Work to do:
Rewrite the part of the listing that opens with the line containing "For the benchmark, mark every instance of the black jacket" and closes with the last line of the listing, keeping the requests. Raise every x and y coordinate in the answers by 60, and leave the requests and their sample coordinates as they are.

[Dataset items]

+++

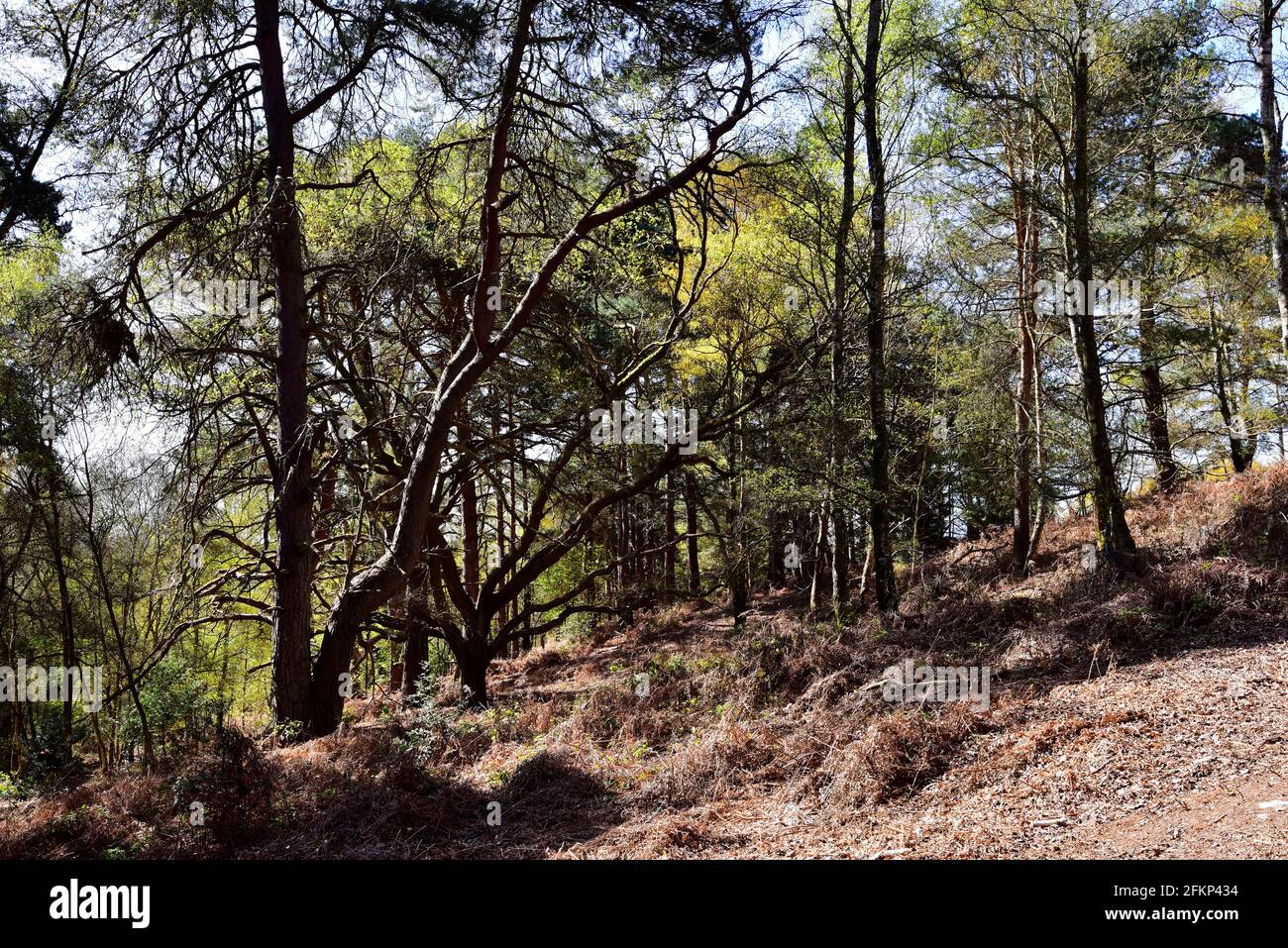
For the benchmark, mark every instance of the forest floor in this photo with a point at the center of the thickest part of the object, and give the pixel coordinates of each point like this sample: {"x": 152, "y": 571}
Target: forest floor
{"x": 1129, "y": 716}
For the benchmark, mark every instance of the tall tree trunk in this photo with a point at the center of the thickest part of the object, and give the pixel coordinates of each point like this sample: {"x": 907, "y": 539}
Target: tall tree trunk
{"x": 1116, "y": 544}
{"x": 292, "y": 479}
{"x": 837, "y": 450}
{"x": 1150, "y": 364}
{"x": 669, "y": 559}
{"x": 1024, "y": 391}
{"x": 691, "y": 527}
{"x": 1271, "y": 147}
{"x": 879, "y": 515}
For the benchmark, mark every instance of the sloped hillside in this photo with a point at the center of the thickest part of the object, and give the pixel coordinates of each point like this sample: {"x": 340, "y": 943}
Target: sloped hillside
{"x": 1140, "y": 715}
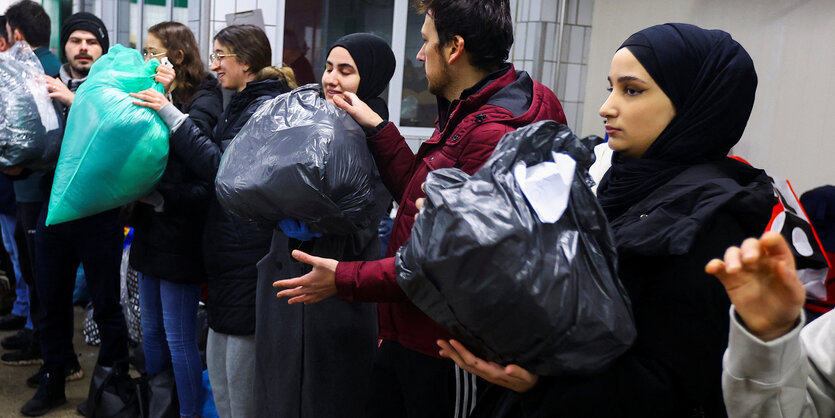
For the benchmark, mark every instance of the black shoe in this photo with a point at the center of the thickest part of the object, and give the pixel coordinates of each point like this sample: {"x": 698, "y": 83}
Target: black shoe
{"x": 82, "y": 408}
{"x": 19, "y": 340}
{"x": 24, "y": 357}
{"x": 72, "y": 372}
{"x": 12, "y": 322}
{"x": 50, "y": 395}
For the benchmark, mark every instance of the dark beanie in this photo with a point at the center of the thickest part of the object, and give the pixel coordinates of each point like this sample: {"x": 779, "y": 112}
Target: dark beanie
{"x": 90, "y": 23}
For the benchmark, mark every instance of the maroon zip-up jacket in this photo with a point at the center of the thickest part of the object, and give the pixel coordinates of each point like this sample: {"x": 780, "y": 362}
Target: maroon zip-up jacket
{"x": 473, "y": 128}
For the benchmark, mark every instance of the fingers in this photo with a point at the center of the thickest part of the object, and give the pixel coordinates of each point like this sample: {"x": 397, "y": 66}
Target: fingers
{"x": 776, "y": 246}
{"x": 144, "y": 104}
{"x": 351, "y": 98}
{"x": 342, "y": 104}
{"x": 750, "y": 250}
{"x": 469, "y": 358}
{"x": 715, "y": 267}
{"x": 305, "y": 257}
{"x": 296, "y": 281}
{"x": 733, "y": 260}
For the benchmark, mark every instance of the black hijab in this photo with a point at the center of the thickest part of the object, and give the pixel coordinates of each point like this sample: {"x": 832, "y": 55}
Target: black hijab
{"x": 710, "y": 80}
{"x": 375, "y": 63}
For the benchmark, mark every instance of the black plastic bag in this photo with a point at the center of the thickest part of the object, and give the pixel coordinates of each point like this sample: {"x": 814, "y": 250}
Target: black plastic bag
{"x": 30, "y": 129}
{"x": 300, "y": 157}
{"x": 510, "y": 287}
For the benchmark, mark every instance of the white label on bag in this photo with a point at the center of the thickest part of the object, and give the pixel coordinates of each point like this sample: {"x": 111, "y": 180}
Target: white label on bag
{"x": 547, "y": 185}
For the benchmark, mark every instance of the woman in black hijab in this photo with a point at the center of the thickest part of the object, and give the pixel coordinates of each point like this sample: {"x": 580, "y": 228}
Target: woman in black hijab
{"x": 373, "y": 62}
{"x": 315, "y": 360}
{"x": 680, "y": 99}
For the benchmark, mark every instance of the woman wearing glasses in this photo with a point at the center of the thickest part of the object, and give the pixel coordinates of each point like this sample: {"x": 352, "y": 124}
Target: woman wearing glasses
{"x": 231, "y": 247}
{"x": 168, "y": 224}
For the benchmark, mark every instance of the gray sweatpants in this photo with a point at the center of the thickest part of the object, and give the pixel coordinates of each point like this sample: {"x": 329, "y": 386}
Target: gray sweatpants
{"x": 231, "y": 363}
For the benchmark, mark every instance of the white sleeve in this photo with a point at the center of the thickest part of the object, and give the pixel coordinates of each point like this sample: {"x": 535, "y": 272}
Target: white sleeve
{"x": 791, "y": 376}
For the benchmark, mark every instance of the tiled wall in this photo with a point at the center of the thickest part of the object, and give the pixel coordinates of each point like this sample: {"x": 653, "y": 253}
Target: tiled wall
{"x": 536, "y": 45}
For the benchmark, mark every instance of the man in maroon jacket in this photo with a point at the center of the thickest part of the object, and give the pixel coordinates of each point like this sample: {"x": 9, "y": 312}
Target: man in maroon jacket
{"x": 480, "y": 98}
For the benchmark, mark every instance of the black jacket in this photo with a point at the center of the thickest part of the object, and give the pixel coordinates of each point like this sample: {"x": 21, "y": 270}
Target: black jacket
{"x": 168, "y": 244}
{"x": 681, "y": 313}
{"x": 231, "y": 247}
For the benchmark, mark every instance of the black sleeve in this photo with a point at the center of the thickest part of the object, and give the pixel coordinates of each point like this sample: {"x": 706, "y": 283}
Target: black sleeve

+++

Written response:
For the benchmark, mark every instance of the black jacket in this photo with a point at the center of the thickest part of the object, and give the pixel coordinates of each point like this sample: {"x": 21, "y": 270}
Target: black jacket
{"x": 228, "y": 304}
{"x": 741, "y": 373}
{"x": 291, "y": 307}
For the benchmark, mark every instance of the black sleeve in this photo with a point at the center of the thickest part of the object, and give the pixel coordinates of each point like this sample: {"x": 706, "y": 283}
Target: black sleeve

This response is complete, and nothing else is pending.